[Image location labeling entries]
* * * *

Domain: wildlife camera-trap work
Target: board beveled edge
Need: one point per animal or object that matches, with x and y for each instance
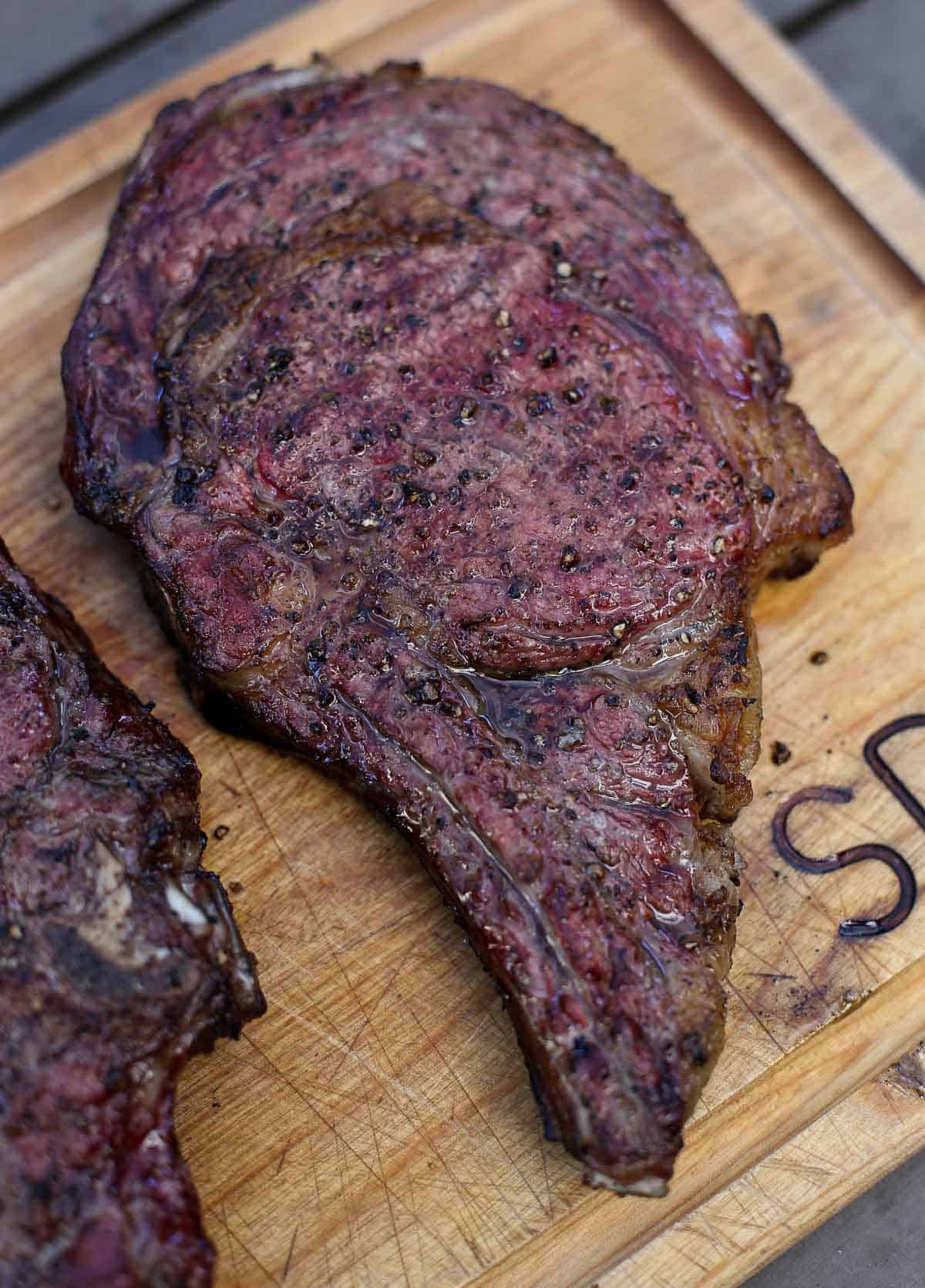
(721, 1147)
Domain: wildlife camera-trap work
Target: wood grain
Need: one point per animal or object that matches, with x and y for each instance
(811, 113)
(376, 1126)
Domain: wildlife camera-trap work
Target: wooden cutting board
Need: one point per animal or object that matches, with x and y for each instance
(376, 1127)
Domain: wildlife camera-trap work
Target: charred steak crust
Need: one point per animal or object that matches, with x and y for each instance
(119, 959)
(455, 466)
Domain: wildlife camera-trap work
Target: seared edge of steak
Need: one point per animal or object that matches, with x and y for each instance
(119, 959)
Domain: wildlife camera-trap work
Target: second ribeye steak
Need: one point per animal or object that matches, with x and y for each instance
(455, 466)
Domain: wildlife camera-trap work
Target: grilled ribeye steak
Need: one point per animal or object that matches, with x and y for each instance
(454, 466)
(119, 959)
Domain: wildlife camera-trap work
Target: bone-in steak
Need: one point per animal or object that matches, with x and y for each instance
(454, 466)
(119, 959)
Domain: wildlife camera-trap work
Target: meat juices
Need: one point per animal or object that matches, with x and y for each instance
(119, 959)
(454, 466)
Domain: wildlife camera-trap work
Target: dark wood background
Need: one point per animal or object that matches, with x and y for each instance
(63, 62)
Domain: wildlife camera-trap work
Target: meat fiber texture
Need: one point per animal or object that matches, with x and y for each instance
(454, 466)
(119, 957)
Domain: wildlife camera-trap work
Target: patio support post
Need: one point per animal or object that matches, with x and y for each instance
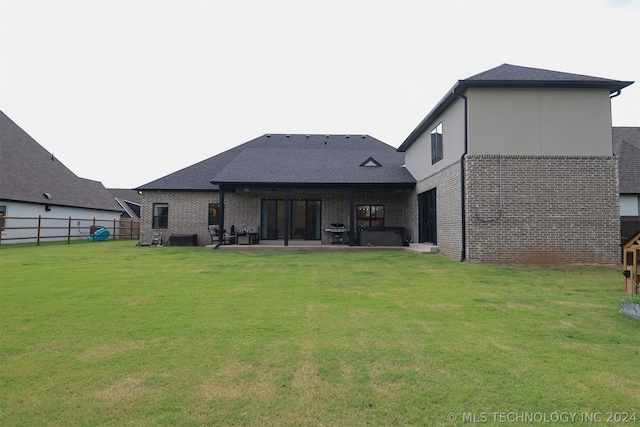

* * * *

Please copy the whole listing above word for word, leaving out the pictures.

Completed exercise:
Domain: wildlife camera-trap work
Target: board beveled edge
Need: one point per animal or object that matches, with x and y for each instance
(721, 1147)
Domain: wildlife camera-trap work
Target: wood grain
Need: one point per animal or object that matches, with x and y for each instance
(811, 113)
(376, 1126)
Domain: wildlife camera-trap work
Target: wooden cutting board
Need: one point per animal or object that matches, with x and y for each instance
(376, 1127)
Domain: wildlife camera-trap work
Target: charred steak crust
Need: one point per animal or object that matches, with x and y for each instance
(119, 959)
(455, 466)
Domain: wildlife camera-trap work
Target: seared edge of steak
Need: one point per animal or object that matches, with x and y for each instance
(119, 959)
Domain: wildlife camera-trap work
Target: second ribeye steak
Need: one point per animal or object that matches, with x and y for each instance
(455, 466)
Domain: wildlife camera-trap work
Target: grilled ribeye steak
Need: one point per animal or object that matches, with x and y for each instance
(454, 466)
(119, 959)
Domain: wildlife camera-trap work
Target: bone-in steak
Need: one point per animal or object that matches, with x and y for each instance
(454, 466)
(119, 959)
Domain: wildlife camera-trap work
Target: meat juices
Need: one point per animal or object that matches, with x and y for each instance
(119, 959)
(454, 466)
Domain: wildlife camera-trap work
Target: dark wood background
Need: one point per animal or object that matches, with x and y for each instance
(63, 62)
Domain: wildlife camera-trap work
Target: meat fiber texture
Need: one point per animal or object that matches, with x and y for each instance
(454, 466)
(119, 957)
Domain: wildlife camera-trap work
Target: patio support post
Need: one point per animal or object that matches, with x and y for each instance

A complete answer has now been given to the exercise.